GOAL – Gather every line of the listing that contains the string "metal" and copy each one out in full.

DATA SHOWN –
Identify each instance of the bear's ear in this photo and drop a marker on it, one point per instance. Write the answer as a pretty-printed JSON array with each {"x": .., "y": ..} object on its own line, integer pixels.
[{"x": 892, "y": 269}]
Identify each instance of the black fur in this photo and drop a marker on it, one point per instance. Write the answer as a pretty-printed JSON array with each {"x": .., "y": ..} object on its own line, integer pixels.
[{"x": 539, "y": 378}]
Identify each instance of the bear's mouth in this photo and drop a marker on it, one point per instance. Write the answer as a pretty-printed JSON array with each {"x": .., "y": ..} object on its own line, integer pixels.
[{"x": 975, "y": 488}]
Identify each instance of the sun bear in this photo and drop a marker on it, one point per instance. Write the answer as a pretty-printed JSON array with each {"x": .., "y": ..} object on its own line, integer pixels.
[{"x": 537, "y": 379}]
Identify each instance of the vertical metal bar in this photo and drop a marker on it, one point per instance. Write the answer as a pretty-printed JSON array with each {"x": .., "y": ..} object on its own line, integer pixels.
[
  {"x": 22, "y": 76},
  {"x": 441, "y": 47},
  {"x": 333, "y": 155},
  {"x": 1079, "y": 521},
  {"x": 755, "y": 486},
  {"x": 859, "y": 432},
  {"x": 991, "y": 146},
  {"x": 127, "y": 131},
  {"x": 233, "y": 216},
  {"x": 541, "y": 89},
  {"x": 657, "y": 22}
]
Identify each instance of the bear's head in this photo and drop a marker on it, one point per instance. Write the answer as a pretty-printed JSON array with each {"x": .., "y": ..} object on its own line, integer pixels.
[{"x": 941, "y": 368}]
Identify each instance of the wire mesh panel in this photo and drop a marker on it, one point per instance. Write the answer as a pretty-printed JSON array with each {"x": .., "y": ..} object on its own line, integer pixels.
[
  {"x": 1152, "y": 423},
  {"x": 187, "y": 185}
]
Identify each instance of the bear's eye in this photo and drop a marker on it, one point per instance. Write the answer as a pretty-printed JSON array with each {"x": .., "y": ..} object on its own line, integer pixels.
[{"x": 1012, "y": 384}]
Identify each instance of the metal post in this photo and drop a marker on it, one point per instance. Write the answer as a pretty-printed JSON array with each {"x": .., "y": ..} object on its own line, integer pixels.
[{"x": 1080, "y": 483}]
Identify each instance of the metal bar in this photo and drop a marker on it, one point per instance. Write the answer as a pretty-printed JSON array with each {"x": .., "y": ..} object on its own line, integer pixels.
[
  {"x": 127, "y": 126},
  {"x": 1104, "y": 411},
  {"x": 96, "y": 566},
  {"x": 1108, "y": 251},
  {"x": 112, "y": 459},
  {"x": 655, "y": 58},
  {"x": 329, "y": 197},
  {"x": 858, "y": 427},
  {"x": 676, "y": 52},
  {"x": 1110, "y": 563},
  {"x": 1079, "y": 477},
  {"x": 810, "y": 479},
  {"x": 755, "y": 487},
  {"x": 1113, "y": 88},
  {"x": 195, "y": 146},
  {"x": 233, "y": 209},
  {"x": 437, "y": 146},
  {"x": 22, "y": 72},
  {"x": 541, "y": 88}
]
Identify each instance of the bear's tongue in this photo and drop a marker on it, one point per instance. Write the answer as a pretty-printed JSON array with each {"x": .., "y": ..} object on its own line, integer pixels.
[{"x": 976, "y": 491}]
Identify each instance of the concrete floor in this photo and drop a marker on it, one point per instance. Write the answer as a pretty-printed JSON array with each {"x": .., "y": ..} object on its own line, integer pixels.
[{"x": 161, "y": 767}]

---

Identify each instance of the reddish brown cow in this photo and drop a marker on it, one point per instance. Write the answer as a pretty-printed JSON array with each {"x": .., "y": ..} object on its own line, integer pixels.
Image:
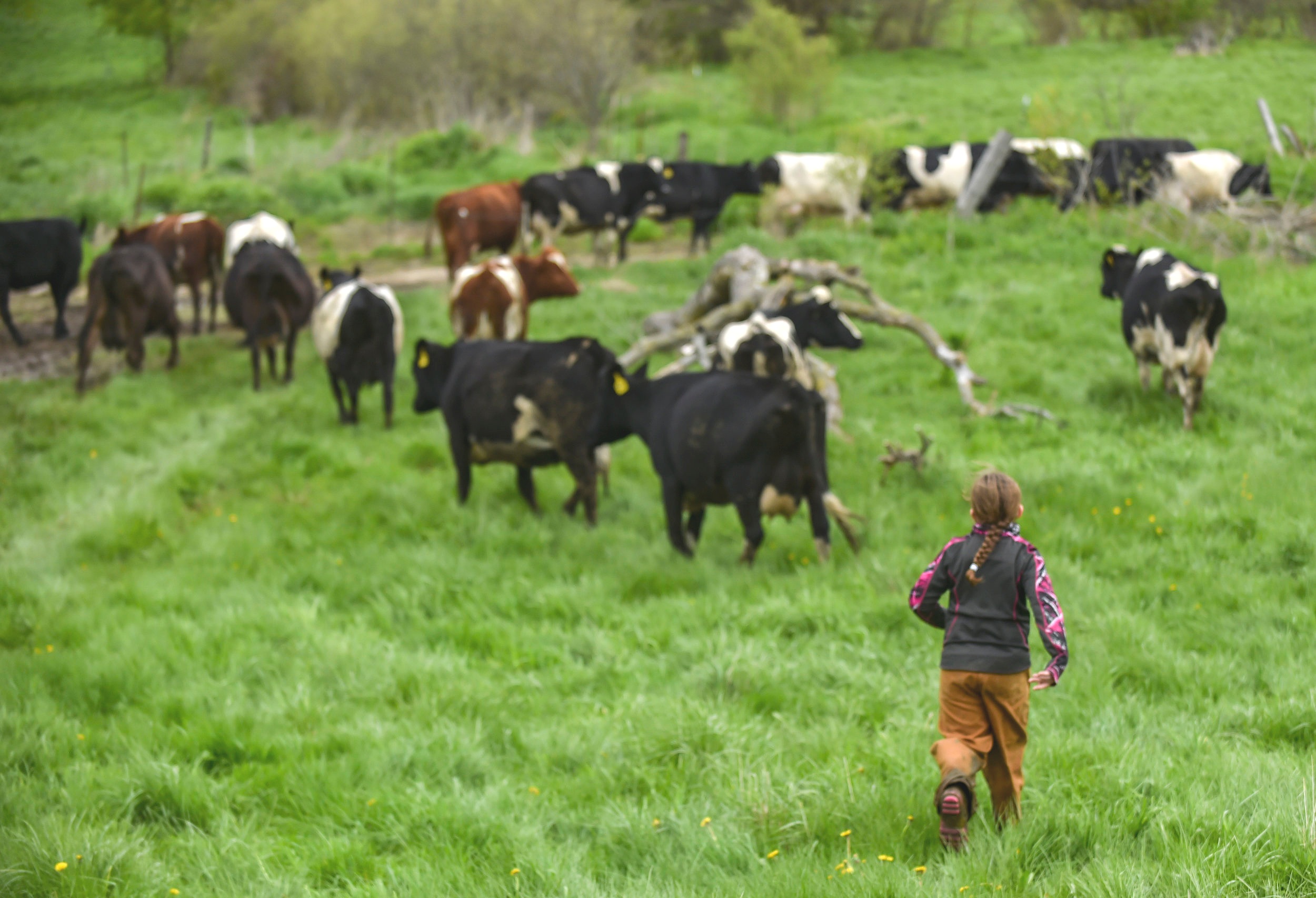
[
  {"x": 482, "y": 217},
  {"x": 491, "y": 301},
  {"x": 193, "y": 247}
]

THE REPLY –
Identify each instance of the vertical metal bar in this photo and drop a marker on it, one point per instance. Write the answer as a pretty-printed JSON array with each {"x": .., "y": ..} object on its own line, integer pixels.
Identify each instance of the metal post in this photo and drop a marker on it, one point per instance. Write the answer as a pretty-printed JSON array with each {"x": .., "y": ..} object on its own line, integer pixels.
Identify each instance of the metal bar in this photo and drop a marker on it, one point per instance. Write the answer as a pretty-printed JSON array with each {"x": .., "y": ..} object on its own line, integer pixels.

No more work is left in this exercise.